RECORD LIST
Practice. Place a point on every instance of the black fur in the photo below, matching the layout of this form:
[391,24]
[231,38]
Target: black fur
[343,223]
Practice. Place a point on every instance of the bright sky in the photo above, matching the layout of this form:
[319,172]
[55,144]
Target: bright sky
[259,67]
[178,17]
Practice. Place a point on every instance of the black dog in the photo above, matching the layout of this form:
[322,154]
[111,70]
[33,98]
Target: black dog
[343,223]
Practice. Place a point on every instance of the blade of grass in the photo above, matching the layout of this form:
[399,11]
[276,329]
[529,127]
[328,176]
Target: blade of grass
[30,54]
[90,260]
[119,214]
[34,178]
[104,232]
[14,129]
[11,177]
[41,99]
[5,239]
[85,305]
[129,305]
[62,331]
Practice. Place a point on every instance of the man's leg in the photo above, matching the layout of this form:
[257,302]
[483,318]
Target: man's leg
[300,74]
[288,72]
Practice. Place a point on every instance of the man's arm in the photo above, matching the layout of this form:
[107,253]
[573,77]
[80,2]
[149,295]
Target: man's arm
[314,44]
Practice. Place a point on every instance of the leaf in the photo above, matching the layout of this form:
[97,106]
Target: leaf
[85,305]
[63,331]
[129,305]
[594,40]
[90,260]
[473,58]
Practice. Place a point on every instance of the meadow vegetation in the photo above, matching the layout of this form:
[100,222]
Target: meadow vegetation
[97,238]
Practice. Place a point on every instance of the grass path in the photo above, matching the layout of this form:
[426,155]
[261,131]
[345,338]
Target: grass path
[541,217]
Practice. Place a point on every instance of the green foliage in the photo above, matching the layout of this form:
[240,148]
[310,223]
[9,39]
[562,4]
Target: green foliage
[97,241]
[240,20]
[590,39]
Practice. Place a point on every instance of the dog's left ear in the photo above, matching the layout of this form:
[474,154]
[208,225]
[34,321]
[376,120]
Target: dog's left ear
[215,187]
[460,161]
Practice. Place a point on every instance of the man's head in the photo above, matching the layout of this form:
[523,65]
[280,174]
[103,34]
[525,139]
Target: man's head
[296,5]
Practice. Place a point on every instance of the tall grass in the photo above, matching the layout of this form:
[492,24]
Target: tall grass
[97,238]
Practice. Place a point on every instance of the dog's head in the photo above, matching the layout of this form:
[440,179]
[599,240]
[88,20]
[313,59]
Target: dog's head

GIVEN INSTRUCTION
Please revise the data above by replacing "Place a point" with "Put a dot" wherever it appears. Keep every other line the same.

EXPECTED ANSWER
Practice. Put a dot on every instance of the black fur in the photo below, matching the layout of this form:
[391,24]
[231,38]
Target: black fur
[343,223]
Practice. Put a dot on every instance of the bright sky in the photo above, matching the layout of this form:
[319,172]
[55,144]
Target: bright sky
[259,67]
[178,17]
Practice. Put a dot on every instance of the black dog in the photo above, matching the layout of this form:
[322,154]
[111,70]
[33,98]
Target: black dog
[343,223]
Practice. Put a dot on every instance of the blade of grass in the photo above, matching the layout of this form:
[399,11]
[276,329]
[529,127]
[328,176]
Target: blade of grass
[30,54]
[90,260]
[119,214]
[34,178]
[104,232]
[14,129]
[11,177]
[41,99]
[5,239]
[85,305]
[129,305]
[62,331]
Practice. Put a dot on every instance of the man's leg in the photo above, matching the layout of this form:
[257,302]
[483,318]
Target: man's leg
[300,74]
[288,72]
Practice. Put a dot on every instance of the man's arm in the photo above, matching the layout of this form:
[107,253]
[573,77]
[80,2]
[149,295]
Target: man's arm
[314,44]
Practice. Put a dot on every instance of the leaf in the photo above, matching the layout of this form:
[97,106]
Target: leaf
[85,305]
[63,331]
[129,305]
[594,40]
[90,260]
[473,58]
Practice. Put a dot on every instance of the meadow vegetation in the photo above, matching the layout of this form:
[100,222]
Target: meadow vegetation
[97,238]
Practice. Put a dot on every instance of the grass path in the photo above, matching the layout of this form:
[426,155]
[261,131]
[345,338]
Target: grass path
[541,217]
Practice. Put a dot on every instance of the green foliage in the photo above, matching the layout of this form:
[240,148]
[310,223]
[9,39]
[562,4]
Target: green foliage
[97,241]
[240,20]
[590,39]
Practice. Put a dot on every instance of the dog's left ear in the photo above, matching the layout of this form:
[474,154]
[208,225]
[34,321]
[376,120]
Target: dog's left ear
[215,187]
[460,161]
Practice. Put a dot on every instance of the man's head in the photo above, matching the layout of this form:
[523,65]
[280,174]
[103,34]
[525,139]
Target: man's head
[296,5]
Practice. Put a dot on every instance of the tall grass in the photo above, matching the layout of this form:
[492,24]
Target: tall grass
[97,238]
Practice. Put a dot on every instance of the dog's head in the photo above, matching the layout of this form:
[440,179]
[599,240]
[88,20]
[313,59]
Target: dog's head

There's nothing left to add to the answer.